### SUPPLIED RECORDS
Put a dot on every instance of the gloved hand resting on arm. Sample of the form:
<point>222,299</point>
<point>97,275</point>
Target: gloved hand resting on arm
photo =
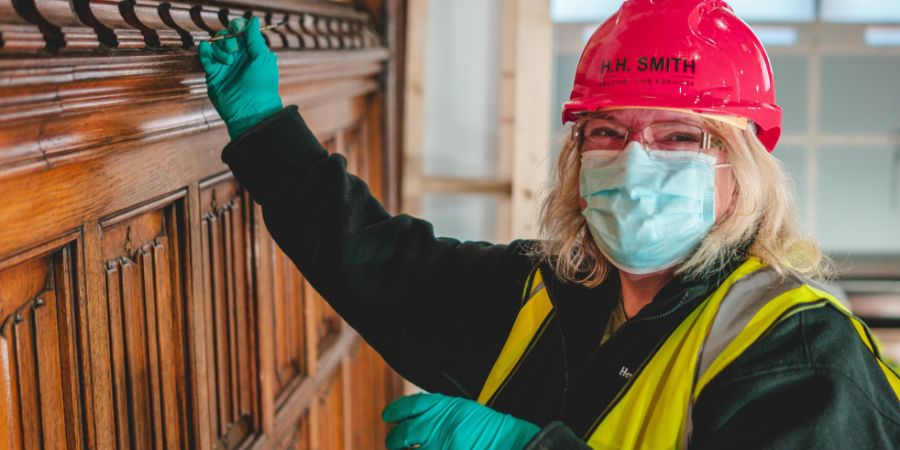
<point>439,422</point>
<point>241,76</point>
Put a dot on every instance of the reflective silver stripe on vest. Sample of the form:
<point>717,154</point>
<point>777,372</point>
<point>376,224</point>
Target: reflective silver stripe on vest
<point>744,299</point>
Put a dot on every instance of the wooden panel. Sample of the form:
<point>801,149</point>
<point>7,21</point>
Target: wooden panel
<point>231,312</point>
<point>142,254</point>
<point>297,438</point>
<point>330,409</point>
<point>40,389</point>
<point>289,329</point>
<point>143,304</point>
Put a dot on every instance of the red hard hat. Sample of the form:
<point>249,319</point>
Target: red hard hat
<point>684,54</point>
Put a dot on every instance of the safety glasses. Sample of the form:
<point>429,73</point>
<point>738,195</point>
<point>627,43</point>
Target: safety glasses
<point>600,133</point>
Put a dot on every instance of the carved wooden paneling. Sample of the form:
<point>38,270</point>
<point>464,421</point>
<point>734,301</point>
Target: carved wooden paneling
<point>142,253</point>
<point>289,327</point>
<point>143,303</point>
<point>136,24</point>
<point>231,312</point>
<point>297,438</point>
<point>40,388</point>
<point>330,413</point>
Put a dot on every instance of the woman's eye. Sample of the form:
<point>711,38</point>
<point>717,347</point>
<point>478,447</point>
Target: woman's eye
<point>682,137</point>
<point>605,132</point>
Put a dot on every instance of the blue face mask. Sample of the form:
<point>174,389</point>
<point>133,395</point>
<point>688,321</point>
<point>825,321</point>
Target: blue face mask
<point>646,213</point>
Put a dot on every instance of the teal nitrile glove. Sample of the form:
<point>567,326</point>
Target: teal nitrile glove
<point>435,421</point>
<point>241,76</point>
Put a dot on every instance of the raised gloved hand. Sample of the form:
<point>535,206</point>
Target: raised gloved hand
<point>435,421</point>
<point>241,76</point>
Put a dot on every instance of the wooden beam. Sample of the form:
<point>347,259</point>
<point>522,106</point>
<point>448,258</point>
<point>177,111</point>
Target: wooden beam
<point>414,105</point>
<point>526,92</point>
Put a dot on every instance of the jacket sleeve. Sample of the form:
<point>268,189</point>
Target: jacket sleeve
<point>811,383</point>
<point>438,310</point>
<point>556,436</point>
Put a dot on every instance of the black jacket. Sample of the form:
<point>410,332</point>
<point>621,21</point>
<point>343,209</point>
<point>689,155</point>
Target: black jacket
<point>439,310</point>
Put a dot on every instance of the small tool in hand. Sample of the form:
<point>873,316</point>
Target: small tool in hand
<point>226,36</point>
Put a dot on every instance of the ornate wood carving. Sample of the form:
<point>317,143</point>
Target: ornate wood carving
<point>40,389</point>
<point>142,301</point>
<point>145,323</point>
<point>16,33</point>
<point>134,24</point>
<point>231,343</point>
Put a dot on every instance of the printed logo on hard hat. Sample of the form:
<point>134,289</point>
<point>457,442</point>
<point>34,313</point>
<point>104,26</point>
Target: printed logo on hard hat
<point>678,70</point>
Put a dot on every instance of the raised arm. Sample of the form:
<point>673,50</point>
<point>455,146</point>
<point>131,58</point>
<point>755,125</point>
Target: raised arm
<point>438,310</point>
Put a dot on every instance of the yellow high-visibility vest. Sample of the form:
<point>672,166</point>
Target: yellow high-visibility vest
<point>653,409</point>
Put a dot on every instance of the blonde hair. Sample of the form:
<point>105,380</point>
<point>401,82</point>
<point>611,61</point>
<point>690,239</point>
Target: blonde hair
<point>762,220</point>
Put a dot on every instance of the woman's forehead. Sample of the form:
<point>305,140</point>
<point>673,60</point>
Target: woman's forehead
<point>644,115</point>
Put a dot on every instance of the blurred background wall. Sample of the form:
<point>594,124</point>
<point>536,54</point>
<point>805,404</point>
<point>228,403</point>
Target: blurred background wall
<point>489,72</point>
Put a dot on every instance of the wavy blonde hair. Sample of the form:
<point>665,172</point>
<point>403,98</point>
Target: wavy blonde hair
<point>762,220</point>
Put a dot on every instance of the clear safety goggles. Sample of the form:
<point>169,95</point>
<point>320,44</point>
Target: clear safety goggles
<point>599,133</point>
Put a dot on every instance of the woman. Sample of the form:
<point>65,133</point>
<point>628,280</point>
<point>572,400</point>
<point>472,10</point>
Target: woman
<point>670,303</point>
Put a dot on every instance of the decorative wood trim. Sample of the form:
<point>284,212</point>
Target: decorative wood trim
<point>68,25</point>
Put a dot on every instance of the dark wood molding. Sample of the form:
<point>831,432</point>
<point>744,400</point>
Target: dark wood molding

### PROBLEM DETAILS
Pictures stay out; repeat all the rest of the records exactly.

### FINISHED TASK
Put a dot on every instance of the gloved hand resting on arm. Sample of the form:
<point>222,299</point>
<point>97,275</point>
Target: gloved hand resting on arm
photo =
<point>439,422</point>
<point>241,76</point>
Put a dot on every instance of the reflective silver stripe on vest. Sample of the form:
<point>717,154</point>
<point>777,372</point>
<point>376,224</point>
Target: reflective silver stripe on vest
<point>744,299</point>
Put a dot on every instance of the wooden panel. Sample of the form:
<point>801,149</point>
<point>7,21</point>
Target: wooden panel
<point>231,312</point>
<point>142,254</point>
<point>297,438</point>
<point>330,409</point>
<point>40,389</point>
<point>289,329</point>
<point>143,304</point>
Put a dot on every instance of the red hard hat. Sample of the form:
<point>249,319</point>
Target: red hard hat
<point>684,54</point>
Put a dot on every instance of the safety glasses. Sample of the form:
<point>429,73</point>
<point>738,195</point>
<point>627,43</point>
Target: safety glasses
<point>600,133</point>
Put a dot on every instance of the carved wooden paneling. Sample of the form:
<point>38,270</point>
<point>464,421</point>
<point>734,301</point>
Target: carved wooden paneling
<point>142,253</point>
<point>289,327</point>
<point>143,303</point>
<point>136,24</point>
<point>231,312</point>
<point>297,438</point>
<point>40,388</point>
<point>330,413</point>
Put a dot on every instance of the woman's eye. Sample of the form:
<point>711,38</point>
<point>717,347</point>
<point>478,447</point>
Target: woman's eye
<point>682,137</point>
<point>605,132</point>
Put a dot on every instance of the blue face mask. Sample of the form:
<point>174,389</point>
<point>133,395</point>
<point>688,321</point>
<point>825,321</point>
Target: blue face mask
<point>646,213</point>
Put a dot on every instance of the teal nitrile glove. Sample of the form:
<point>567,326</point>
Target: teal nitrile glove
<point>435,421</point>
<point>241,76</point>
Put a dot on every instance of the raised gloved hand. Sample of the form:
<point>535,206</point>
Target: raised gloved hand
<point>435,421</point>
<point>241,76</point>
Put a dot on every instance of the wooden beam. Sample of the form:
<point>347,259</point>
<point>522,106</point>
<point>448,258</point>
<point>177,111</point>
Target: wooden beam
<point>414,105</point>
<point>526,92</point>
Put a dot on every instance of the jacket sleeve. Sample of the form:
<point>268,189</point>
Target: jacket sleeve
<point>811,383</point>
<point>438,310</point>
<point>556,436</point>
Put a dot on every instance of the black jacket. Sample of the form:
<point>410,332</point>
<point>621,21</point>
<point>343,209</point>
<point>689,155</point>
Target: black jacket
<point>439,310</point>
Put a dot on every instance of the small tool in hand. Sample of the form:
<point>873,316</point>
Target: small tool in hand
<point>226,36</point>
Put a dot on every instance of the ornate wood carving. Sample of the form:
<point>317,143</point>
Target: ornate wood carving
<point>40,389</point>
<point>142,301</point>
<point>145,323</point>
<point>16,33</point>
<point>134,24</point>
<point>231,343</point>
Put a dot on every instance of the printed logo on hard hat. Sample of the form:
<point>134,289</point>
<point>457,442</point>
<point>34,313</point>
<point>104,26</point>
Target: printed logo on hard hat
<point>678,70</point>
Put a dot on every instance of the raised arm. Sample of the form:
<point>673,50</point>
<point>455,146</point>
<point>131,58</point>
<point>755,125</point>
Target: raised arm
<point>438,310</point>
Put a dot on every instance of the yellow high-visibility vest. Sample of the form:
<point>672,166</point>
Target: yellow high-visibility vest
<point>653,409</point>
Put a dot on every instance of the blonde hair. Sample of the form:
<point>105,380</point>
<point>401,82</point>
<point>611,61</point>
<point>690,239</point>
Target: blonde hair
<point>762,220</point>
Put a dot on every instance of the woman's forehead. Sample of the form:
<point>305,140</point>
<point>673,60</point>
Target: woman's forehead
<point>644,115</point>
Put a dot on every instance of the blurred background wall. Sample of the form:
<point>594,124</point>
<point>536,54</point>
<point>805,404</point>
<point>228,403</point>
Target: blurred background wall
<point>489,72</point>
Put a dot on every instance of the wavy blonde hair. Sample of the form:
<point>665,172</point>
<point>403,98</point>
Target: wavy blonde hair
<point>762,220</point>
Put a dot on every instance of the clear safety goggles. Sample of the form:
<point>169,95</point>
<point>320,44</point>
Target: clear safety goggles
<point>599,133</point>
Put a dot on every instance of the woman. Sample of the form:
<point>65,133</point>
<point>628,280</point>
<point>572,400</point>
<point>472,10</point>
Target: woman
<point>670,303</point>
Put a dot on every instance of the decorative wood trim. Sample of the form:
<point>284,212</point>
Target: decorative wood trim
<point>68,25</point>
Put a dot on every instance of the dark wood molding. Sample of the form:
<point>831,432</point>
<point>744,400</point>
Target: dark wood molding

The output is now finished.